HOW TO COMPLETE THIS TASK:
The records below must be reproduced exactly. Strip out the pictures.

Recorded data:
------------------------------------------------

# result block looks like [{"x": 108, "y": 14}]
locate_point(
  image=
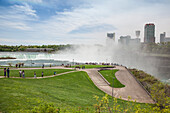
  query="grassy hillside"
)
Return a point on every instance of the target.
[
  {"x": 69, "y": 91},
  {"x": 30, "y": 73},
  {"x": 109, "y": 75},
  {"x": 91, "y": 66}
]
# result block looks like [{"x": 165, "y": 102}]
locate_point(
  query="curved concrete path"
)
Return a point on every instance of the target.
[
  {"x": 41, "y": 77},
  {"x": 132, "y": 87}
]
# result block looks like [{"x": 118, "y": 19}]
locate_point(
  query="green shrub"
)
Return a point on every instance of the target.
[{"x": 46, "y": 108}]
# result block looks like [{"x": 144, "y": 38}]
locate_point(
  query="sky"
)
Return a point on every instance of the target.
[{"x": 42, "y": 22}]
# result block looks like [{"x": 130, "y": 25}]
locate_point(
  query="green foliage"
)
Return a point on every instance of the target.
[
  {"x": 90, "y": 66},
  {"x": 30, "y": 73},
  {"x": 109, "y": 75},
  {"x": 45, "y": 108},
  {"x": 160, "y": 92},
  {"x": 104, "y": 105}
]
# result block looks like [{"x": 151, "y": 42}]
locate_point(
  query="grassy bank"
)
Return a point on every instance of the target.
[
  {"x": 109, "y": 75},
  {"x": 69, "y": 92},
  {"x": 30, "y": 73},
  {"x": 91, "y": 66},
  {"x": 160, "y": 92}
]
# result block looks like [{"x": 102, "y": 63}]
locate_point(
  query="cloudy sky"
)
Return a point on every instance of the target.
[{"x": 78, "y": 21}]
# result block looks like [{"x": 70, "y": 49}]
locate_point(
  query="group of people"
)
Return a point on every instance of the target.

------------------------------------------------

RESULT BELOW:
# result block looks like [{"x": 108, "y": 14}]
locate_point(
  image=
  query="grassy hillside"
)
Return a point on every instance of the target.
[
  {"x": 69, "y": 91},
  {"x": 30, "y": 73},
  {"x": 109, "y": 75},
  {"x": 91, "y": 66}
]
# result block looks like [{"x": 165, "y": 102}]
locate_point(
  query="curved concrete path"
)
Return a point on every instance of the target.
[
  {"x": 41, "y": 77},
  {"x": 132, "y": 87}
]
# result block looks like [{"x": 118, "y": 19}]
locate_point(
  query="green shrub"
)
Return a point on every instance of the target.
[{"x": 46, "y": 108}]
# result block looks like [{"x": 144, "y": 38}]
locate_point(
  query="sky"
)
Return a point on every instance of the target.
[{"x": 42, "y": 22}]
# result block looks like [{"x": 130, "y": 25}]
locate_point(
  query="green foliage"
)
Return a point on every instance of the target.
[
  {"x": 90, "y": 66},
  {"x": 30, "y": 73},
  {"x": 109, "y": 75},
  {"x": 45, "y": 108},
  {"x": 160, "y": 92},
  {"x": 104, "y": 105}
]
# result block looks like [{"x": 151, "y": 42}]
locate_point(
  query="grassy bank"
)
Return a point on every instance of the target.
[
  {"x": 109, "y": 75},
  {"x": 69, "y": 92},
  {"x": 30, "y": 73},
  {"x": 91, "y": 66},
  {"x": 160, "y": 92}
]
# result block looks like [{"x": 102, "y": 63}]
locate_point(
  query="cloudy sky"
)
Return a point on every instance of the target.
[{"x": 78, "y": 21}]
# result block looks like [{"x": 70, "y": 49}]
locate_point(
  query="group of people"
)
Return a point on every instance of the target.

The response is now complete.